* [WHAT IS REQUIRED]:
Copy out the records below, putting "object count" in place of each "traffic tally" and leaving everything else unchanged.

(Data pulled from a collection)
============================================================

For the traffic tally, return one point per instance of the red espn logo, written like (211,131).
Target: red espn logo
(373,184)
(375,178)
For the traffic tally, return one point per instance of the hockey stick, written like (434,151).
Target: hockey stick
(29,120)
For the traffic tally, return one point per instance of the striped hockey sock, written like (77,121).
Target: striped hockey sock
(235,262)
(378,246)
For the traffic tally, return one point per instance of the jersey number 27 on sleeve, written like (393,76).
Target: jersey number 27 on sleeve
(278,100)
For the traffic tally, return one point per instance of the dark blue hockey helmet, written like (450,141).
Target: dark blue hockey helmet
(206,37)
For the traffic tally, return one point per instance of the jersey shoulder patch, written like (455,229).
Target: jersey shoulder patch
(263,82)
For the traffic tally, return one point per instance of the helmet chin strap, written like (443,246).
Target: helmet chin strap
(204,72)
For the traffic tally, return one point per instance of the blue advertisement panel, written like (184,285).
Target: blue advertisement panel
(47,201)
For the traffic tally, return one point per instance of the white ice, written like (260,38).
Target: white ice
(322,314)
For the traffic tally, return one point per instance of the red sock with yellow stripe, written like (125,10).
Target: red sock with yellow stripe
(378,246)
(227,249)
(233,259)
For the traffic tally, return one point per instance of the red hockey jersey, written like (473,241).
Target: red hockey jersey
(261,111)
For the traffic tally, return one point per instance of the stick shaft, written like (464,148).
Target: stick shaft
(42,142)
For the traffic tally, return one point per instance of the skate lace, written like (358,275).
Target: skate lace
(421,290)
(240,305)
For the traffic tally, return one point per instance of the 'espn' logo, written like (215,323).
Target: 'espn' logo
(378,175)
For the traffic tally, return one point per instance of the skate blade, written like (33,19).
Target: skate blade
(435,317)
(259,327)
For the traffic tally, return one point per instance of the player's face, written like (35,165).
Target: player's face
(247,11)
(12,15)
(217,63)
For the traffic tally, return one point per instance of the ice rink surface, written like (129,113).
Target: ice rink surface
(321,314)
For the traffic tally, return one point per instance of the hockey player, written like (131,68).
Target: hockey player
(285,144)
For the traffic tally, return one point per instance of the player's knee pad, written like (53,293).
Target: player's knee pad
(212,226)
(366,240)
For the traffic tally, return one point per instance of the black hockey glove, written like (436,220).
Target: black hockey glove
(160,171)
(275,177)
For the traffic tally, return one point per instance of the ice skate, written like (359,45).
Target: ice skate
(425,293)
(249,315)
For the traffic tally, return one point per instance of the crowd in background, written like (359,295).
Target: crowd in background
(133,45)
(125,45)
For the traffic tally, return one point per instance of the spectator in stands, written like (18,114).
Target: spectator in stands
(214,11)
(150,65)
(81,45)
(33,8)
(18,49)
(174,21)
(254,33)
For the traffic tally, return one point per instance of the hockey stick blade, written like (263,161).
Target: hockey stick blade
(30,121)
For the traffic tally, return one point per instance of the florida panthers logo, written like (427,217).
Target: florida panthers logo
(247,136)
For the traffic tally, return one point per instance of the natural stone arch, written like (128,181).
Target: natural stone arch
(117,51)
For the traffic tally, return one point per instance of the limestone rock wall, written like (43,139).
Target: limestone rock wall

============================================================

* [RESULT OF THE TASK]:
For the object count, return one point per instance of the red espn logo, written like (211,131).
Target: red espn logo
(373,184)
(375,178)
For the object count, return one point per instance of the hockey stick, written like (434,151).
Target: hockey stick
(29,120)
For the object count, return one point per instance of the striped hockey sock, written like (77,121).
Target: striped hockey sock
(235,262)
(378,246)
For the object count, return one point per instance of the jersey number 27 on sleeve, written like (393,76).
Target: jersey number 27 on sleeve
(278,100)
For the object count, return one point per instance of the dark blue hockey helmet, written like (450,141).
Target: dark blue hockey helmet
(206,37)
For the object count, return one point per instance of the jersey shoulder patch, written like (455,229).
Target: jersey shoulder patch
(263,82)
For the object count, return one point per instance of the helmet chin strap, written like (443,246).
Target: helmet chin strap
(204,72)
For the object count, return one point per instance of the blue advertisement panel, written like (184,285).
Target: blue advertisement panel
(47,201)
For the object count, return one point per instance of the white ice, written like (260,38).
Target: white ice
(322,314)
For the object count, return one point per instance of the red sock with yellow stripe, written like (125,10).
Target: red sock with yellow stripe
(378,246)
(227,249)
(233,259)
For the object count, return one point per instance of the red hockey jersey, written like (473,241).
Target: red hockey jersey
(261,111)
For the object count, return one point per instance of the stick shaft, written like (464,148).
Target: stick shaft
(42,142)
For the object count, return one point per instance of the skate lace, written like (358,275).
Target: skate lace
(421,290)
(240,305)
For the object count, return one point per instance of the 'espn' logo, written like (215,323).
Target: 'espn' logo
(378,175)
For the object count, return one point per instance of the skate blade, written like (33,19).
Target: skate blade
(435,317)
(259,327)
For the object count, return one point per instance of the player's face, written like (35,165).
Target: player's face
(247,11)
(12,15)
(217,63)
For the object count, return one point per instance of the ice rink surface, written like (129,113).
Target: ice rink surface
(321,314)
For the object count, return one point per instance of the hockey player, written like (131,68).
Target: hockey player
(285,144)
For the object count, return one point per instance of the player's knee pad, written like (53,293).
Target: player's knee pad
(212,226)
(366,240)
For the object count, return one point per instance of the black hockey glove, written like (436,220).
Target: black hockey glove
(160,171)
(275,177)
For the object count, return one point per instance of the ice skate, written like (359,45).
Target: ice skate
(425,293)
(249,315)
For the object count, return one point per instance of the crowd in background, written like (359,295).
Target: crowd in background
(133,45)
(125,45)
For the object count, return one point per instance of the spectator in stands, written like (18,114).
Target: spectator in stands
(214,11)
(150,65)
(81,45)
(33,8)
(18,49)
(174,21)
(254,33)
For the object count, return one point per instance of the hockey stick blade, written like (263,161).
Target: hockey stick blade
(30,121)
For the object count, return one point per instance of the florida panthers logo, written like (427,217).
Target: florida panthers logo
(247,136)
For the object count, return one point per instance of the natural stone arch, written like (128,181).
Target: natural stone arch
(117,51)
For the object count, return one point per instance of the limestone rock wall, written like (43,139).
Target: limestone rock wall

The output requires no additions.